TASK TO COMPLETE:
Change "lamp post" to "light pole" in the material, starting at its beginning and ending with the line that contains "[0,0,390,314]". Reproduce only those lines and keep everything else unchanged.

====================

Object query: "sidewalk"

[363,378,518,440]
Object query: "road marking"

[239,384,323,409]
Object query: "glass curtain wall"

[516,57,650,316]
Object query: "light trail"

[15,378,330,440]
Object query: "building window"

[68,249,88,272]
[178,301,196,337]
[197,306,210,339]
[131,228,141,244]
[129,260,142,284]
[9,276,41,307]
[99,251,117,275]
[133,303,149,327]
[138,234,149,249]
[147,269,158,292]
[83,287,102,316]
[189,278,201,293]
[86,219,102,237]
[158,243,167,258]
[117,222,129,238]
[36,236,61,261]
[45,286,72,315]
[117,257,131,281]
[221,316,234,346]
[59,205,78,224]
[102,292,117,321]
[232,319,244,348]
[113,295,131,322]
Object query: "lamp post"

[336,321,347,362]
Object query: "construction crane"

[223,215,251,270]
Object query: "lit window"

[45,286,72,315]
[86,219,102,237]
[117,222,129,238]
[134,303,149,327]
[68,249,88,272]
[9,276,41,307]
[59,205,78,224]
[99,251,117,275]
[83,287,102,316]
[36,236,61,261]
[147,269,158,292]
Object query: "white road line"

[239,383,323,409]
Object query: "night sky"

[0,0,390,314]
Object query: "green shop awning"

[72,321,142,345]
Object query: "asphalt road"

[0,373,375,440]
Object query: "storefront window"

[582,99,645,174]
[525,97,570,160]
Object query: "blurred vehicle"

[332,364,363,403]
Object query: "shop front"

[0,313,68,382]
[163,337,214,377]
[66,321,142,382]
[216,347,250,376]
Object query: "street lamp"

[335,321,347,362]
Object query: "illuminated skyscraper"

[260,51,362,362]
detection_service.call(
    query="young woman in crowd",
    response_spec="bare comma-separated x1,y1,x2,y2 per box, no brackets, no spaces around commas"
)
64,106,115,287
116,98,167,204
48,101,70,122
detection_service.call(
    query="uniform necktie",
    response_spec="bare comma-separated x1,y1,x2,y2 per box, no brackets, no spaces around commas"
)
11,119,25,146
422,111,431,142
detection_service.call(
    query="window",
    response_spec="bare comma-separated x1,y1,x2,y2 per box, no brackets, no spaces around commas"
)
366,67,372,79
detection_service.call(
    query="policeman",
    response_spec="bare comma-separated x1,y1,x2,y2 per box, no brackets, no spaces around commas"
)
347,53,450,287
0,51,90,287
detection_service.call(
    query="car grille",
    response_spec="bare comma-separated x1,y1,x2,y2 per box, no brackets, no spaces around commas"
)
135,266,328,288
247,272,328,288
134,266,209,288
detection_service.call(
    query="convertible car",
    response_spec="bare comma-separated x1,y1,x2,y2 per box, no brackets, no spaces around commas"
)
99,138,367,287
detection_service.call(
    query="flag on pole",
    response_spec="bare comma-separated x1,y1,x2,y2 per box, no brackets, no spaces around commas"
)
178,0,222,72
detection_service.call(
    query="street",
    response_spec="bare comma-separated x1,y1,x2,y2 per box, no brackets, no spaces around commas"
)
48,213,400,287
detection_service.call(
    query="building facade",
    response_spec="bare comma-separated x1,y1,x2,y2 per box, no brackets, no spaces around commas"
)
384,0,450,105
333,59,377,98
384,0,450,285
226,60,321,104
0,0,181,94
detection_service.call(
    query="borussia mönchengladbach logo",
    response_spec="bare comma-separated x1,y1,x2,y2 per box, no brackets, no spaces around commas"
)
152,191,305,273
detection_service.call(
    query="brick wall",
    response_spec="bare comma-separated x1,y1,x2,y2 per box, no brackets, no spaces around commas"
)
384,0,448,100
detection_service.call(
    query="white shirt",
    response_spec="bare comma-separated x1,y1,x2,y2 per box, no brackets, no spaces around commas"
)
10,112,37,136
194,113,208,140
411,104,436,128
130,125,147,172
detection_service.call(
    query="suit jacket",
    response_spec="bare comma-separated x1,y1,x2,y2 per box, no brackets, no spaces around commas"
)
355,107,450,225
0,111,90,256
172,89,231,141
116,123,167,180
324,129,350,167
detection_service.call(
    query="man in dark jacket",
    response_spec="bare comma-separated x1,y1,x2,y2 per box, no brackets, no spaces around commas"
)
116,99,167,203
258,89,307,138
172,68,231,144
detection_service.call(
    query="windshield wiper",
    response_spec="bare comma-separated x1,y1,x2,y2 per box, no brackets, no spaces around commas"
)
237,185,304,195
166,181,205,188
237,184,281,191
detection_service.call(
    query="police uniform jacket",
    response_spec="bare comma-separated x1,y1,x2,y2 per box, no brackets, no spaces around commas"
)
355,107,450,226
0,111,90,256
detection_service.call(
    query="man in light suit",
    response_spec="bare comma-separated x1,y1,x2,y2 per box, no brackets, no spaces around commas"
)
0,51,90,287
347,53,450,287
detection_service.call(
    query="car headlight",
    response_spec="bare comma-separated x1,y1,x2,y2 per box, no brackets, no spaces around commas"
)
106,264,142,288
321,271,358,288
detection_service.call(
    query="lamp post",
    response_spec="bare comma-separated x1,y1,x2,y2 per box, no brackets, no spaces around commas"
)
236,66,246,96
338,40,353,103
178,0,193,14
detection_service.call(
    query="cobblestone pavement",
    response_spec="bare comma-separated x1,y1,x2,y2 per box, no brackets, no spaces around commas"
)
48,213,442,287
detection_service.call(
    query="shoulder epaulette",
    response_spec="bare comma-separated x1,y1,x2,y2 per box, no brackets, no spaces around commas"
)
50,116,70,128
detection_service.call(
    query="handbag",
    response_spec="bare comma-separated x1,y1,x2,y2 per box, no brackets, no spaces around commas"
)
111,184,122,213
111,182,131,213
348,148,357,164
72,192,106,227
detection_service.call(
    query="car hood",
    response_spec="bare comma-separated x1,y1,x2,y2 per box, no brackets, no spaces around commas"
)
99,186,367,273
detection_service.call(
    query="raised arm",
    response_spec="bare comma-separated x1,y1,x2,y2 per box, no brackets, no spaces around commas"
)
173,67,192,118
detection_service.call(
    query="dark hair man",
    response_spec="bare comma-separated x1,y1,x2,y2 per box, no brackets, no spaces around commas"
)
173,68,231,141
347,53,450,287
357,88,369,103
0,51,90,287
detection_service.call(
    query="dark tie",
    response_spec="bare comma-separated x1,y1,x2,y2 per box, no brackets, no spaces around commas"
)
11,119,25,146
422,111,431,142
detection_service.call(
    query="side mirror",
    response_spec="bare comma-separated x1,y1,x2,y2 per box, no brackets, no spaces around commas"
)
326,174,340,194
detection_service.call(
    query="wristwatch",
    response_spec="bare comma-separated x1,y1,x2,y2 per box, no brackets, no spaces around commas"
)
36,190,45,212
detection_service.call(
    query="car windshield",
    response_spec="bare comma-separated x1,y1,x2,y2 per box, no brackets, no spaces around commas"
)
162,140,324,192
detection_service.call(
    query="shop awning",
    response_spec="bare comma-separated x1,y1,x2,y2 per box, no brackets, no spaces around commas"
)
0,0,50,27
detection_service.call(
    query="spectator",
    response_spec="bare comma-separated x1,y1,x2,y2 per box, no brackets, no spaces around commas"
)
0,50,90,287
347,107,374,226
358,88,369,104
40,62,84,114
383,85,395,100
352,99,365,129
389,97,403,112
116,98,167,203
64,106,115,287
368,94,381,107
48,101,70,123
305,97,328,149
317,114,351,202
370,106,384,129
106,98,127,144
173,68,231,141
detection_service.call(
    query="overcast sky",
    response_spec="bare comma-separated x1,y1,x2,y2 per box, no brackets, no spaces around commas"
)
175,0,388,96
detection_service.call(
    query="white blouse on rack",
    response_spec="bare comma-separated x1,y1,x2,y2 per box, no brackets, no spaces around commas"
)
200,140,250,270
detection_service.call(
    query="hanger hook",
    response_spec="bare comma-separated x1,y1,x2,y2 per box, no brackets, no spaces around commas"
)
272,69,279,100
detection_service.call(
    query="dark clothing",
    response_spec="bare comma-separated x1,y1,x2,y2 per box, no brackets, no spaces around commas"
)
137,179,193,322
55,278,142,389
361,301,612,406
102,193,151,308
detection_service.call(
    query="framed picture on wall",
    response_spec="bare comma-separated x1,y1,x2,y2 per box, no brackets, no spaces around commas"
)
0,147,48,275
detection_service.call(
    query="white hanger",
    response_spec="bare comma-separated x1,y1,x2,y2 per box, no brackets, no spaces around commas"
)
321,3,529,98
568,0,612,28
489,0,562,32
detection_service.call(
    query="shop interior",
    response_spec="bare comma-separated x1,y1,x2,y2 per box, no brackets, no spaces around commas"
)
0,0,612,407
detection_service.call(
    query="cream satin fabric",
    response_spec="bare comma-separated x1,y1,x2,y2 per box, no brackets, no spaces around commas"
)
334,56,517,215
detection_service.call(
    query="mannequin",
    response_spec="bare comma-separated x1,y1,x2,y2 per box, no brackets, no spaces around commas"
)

====================

OUTPUT OF THE TASK:
Object query: "sidewalk"

[363,378,518,440]
Object query: "road marking"

[239,384,323,409]
Object query: "glass curtain wall"

[516,57,650,316]
Object query: "light trail"

[15,378,330,440]
Object query: "building window"

[68,249,88,272]
[178,301,196,337]
[197,306,210,339]
[131,228,141,244]
[129,260,142,284]
[9,276,41,307]
[99,251,117,275]
[133,303,149,327]
[138,234,149,249]
[147,269,158,292]
[83,287,102,316]
[189,278,201,293]
[86,219,102,237]
[158,243,167,258]
[117,222,129,238]
[36,236,61,261]
[45,286,72,315]
[117,257,131,281]
[221,316,234,346]
[59,205,78,224]
[102,292,117,321]
[232,319,244,348]
[113,295,131,322]
Object query: "light pole"

[336,321,347,362]
Object query: "construction crane"

[223,215,251,270]
Object query: "lit window"

[45,286,72,315]
[86,219,102,237]
[117,222,129,238]
[134,303,149,327]
[68,249,88,272]
[9,276,41,307]
[59,205,78,224]
[99,251,117,275]
[83,287,102,316]
[36,236,61,261]
[147,269,158,292]
Object query: "white road line"

[239,383,323,409]
Object query: "night sky"

[0,0,390,314]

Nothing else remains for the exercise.